Entonces Antonio Infante, el negro Secundino Sánchez, el mulato Marcial Mendoza y Antonio Álvarez, alias El Curro, se lanzaron a la calle cuando vieron la carroza que traía a los franceses. El conductor detuvo el carruaje y se dio a la fuga, pero sólo otros dos franceses lograron imitarlo. Ernest Laviere cae herido de gravedad y Raoul Finet muere degollado. 

Algunos días después, otro de los amigos de Yarini cuyo nombre es un secreto todavía bien guardado, continuó la venganza y, con un palo de escoba afilado como una lanza, le atravesó el pecho a un “apache” galo. 

Mas, ni siquiera la furia solidaria de sus amigos pudo salvar a Alberto Yarini. El día 22, a las 11 en punto de la noche, el joven moría. La multitud que desde el día anterior se congregaba en el hospital, siguió entonces el cadáver hasta la casa paterna donde se efectuaría el velorio más concurrido de los primeros años de la República. 

Sin embargo, la apoteosis de dolor se produciría el día 24, a las 9 de la mañana, cuando el cortejo partió hacia el Cementerio de Colón. Miles de personas abarrotaron la calle Galiano y los amigos del rey insistieron en llevar el ataúd en hombros.

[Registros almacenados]
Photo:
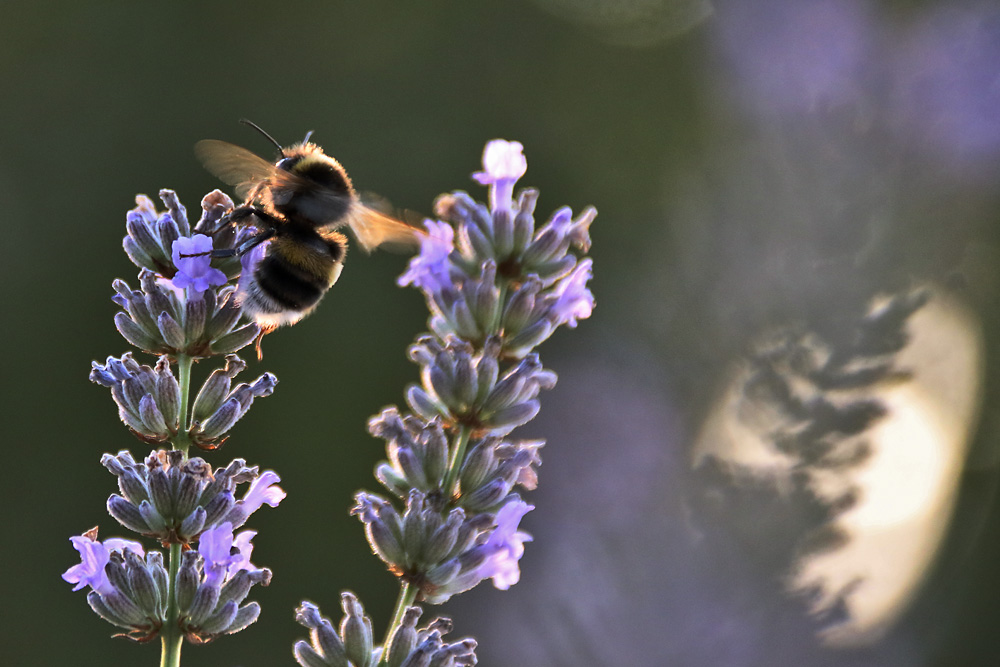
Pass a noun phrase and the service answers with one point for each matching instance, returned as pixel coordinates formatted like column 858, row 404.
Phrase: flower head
column 177, row 499
column 192, row 257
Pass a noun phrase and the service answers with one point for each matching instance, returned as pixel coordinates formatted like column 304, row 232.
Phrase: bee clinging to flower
column 295, row 207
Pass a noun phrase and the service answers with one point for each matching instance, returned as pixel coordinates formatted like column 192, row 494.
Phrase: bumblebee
column 295, row 207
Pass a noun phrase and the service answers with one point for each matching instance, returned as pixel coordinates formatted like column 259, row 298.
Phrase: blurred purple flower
column 94, row 556
column 949, row 80
column 573, row 301
column 429, row 270
column 195, row 273
column 792, row 55
column 263, row 490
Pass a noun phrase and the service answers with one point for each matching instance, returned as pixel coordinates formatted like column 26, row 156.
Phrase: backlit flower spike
column 94, row 556
column 496, row 286
column 212, row 585
column 176, row 499
column 409, row 646
column 192, row 257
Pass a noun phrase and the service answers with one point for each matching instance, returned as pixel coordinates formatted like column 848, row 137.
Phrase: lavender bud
column 356, row 631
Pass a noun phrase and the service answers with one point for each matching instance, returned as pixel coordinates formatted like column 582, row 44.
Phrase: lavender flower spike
column 195, row 273
column 94, row 556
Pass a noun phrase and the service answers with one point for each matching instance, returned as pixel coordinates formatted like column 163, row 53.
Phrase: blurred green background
column 753, row 164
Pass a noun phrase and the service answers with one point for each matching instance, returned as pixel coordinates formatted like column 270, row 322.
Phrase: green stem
column 457, row 457
column 170, row 634
column 501, row 305
column 182, row 441
column 407, row 596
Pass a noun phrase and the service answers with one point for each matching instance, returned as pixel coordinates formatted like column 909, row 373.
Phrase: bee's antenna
column 269, row 137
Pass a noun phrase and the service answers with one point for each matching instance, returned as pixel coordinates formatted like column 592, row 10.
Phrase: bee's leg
column 239, row 250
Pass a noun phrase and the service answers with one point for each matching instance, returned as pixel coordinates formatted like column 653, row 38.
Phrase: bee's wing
column 374, row 230
column 239, row 167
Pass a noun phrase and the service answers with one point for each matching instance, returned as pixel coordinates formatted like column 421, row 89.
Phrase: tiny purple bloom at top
column 503, row 164
column 195, row 273
column 428, row 270
column 263, row 490
column 94, row 556
column 573, row 300
column 506, row 546
column 502, row 161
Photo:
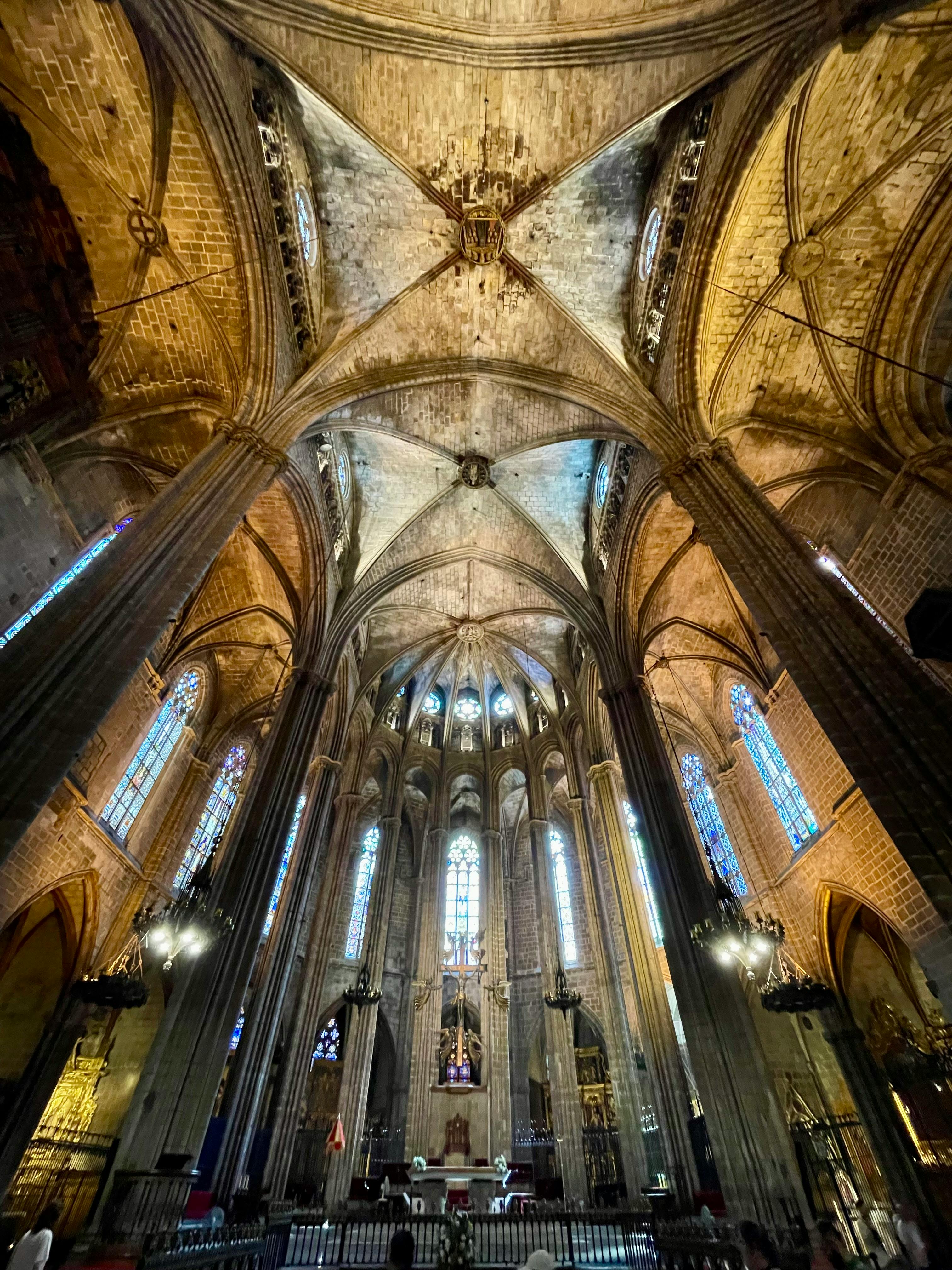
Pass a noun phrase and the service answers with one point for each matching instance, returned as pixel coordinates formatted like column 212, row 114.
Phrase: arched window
column 462, row 908
column 654, row 918
column 143, row 773
column 328, row 1044
column 786, row 796
column 564, row 905
column 362, row 892
column 64, row 581
column 215, row 817
column 710, row 826
column 284, row 870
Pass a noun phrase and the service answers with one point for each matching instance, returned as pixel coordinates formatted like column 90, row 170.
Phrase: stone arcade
column 464, row 475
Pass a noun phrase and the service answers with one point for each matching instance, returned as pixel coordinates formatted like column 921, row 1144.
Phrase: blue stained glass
column 602, row 484
column 710, row 826
column 215, row 817
column 64, row 581
column 362, row 892
column 236, row 1033
column 654, row 918
column 328, row 1044
column 564, row 905
column 786, row 796
column 462, row 907
column 143, row 773
column 284, row 870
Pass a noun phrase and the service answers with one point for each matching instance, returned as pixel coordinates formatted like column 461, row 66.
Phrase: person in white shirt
column 33, row 1249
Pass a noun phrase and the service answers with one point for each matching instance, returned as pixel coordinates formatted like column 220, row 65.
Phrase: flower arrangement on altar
column 456, row 1246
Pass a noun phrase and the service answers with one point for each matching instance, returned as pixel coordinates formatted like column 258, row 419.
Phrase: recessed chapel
column 475, row 632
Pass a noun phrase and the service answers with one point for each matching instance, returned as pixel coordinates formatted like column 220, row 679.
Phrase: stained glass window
column 468, row 707
column 602, row 484
column 786, row 796
column 64, row 581
column 215, row 817
column 462, row 910
column 284, row 870
column 564, row 905
column 236, row 1033
column 709, row 822
column 143, row 773
column 638, row 846
column 362, row 892
column 328, row 1044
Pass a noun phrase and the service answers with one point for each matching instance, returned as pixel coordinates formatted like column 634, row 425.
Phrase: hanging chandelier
column 184, row 925
column 362, row 994
column 563, row 999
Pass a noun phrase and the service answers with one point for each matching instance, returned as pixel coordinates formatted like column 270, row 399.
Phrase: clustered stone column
column 248, row 1080
column 885, row 718
column 669, row 1088
column 621, row 1051
column 560, row 1048
column 752, row 1147
column 362, row 1027
column 308, row 1003
column 59, row 683
column 177, row 1091
column 496, row 1003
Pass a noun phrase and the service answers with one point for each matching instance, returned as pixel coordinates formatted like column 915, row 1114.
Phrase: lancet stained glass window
column 362, row 892
column 151, row 756
column 328, row 1044
column 564, row 905
column 654, row 918
column 64, row 581
column 215, row 817
column 284, row 870
column 710, row 826
column 786, row 796
column 462, row 910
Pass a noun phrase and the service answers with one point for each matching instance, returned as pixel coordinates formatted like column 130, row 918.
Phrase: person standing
column 33, row 1250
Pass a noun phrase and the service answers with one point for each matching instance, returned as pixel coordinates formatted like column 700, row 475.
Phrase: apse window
column 602, row 484
column 215, row 818
column 285, row 864
column 131, row 793
column 710, row 826
column 362, row 892
column 344, row 475
column 563, row 897
column 306, row 225
column 649, row 244
column 462, row 908
column 468, row 708
column 638, row 846
column 503, row 705
column 772, row 768
column 84, row 562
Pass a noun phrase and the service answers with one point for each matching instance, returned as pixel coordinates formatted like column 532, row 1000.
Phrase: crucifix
column 461, row 1050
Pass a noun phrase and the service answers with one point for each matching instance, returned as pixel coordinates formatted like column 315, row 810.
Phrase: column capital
column 238, row 435
column 610, row 768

▶ [Instrucciones]:
A – Reproduce el fragmento del texto sobre Yarini que empieza en las palabras "Sin embargo, la" y termina tras las palabras "ataúd en hombros.".
B – Indica si cada afirmación concuerda con el texto sobre Yarini, con sí o no, y cita las palabras del texto que lo deciden: (i) Raoul Finet murió degollado. (ii) Alberto Yarini sobrevivió gracias a la ayuda de sus amigos. (iii) El cortejo fúnebre partió hacia el Cementerio de Colón el día 24 a las 9 de la mañana.
C – Según el texto sobre Yarini, ¿quiénes se lanzaron a la calle al ver la carroza que traía a los franceses? Nombra a todas esas personas.

▶ [Soluciones en orden]:
A –
Sin embargo, la apoteosis de dolor se produciría el día 24, a las 9 de la mañana, cuando el cortejo partió hacia el Cementerio de Colón. Miles de personas abarrotaron la calle Galiano y los amigos del rey insistieron en llevar el ataúd en hombros.

B –
(i) Sí: "Raoul Finet muere degollado".
(ii) No: "ni siquiera la furia solidaria de sus amigos pudo salvar a Alberto Yarini".
(iii) Sí: "el día 24, a las 9 de la mañana, cuando el cortejo partió hacia el Cementerio de Colón".

C – Antonio Infante, Secundino Sánchez, Marcial Mendoza y Antonio Álvarez, alias El Curro.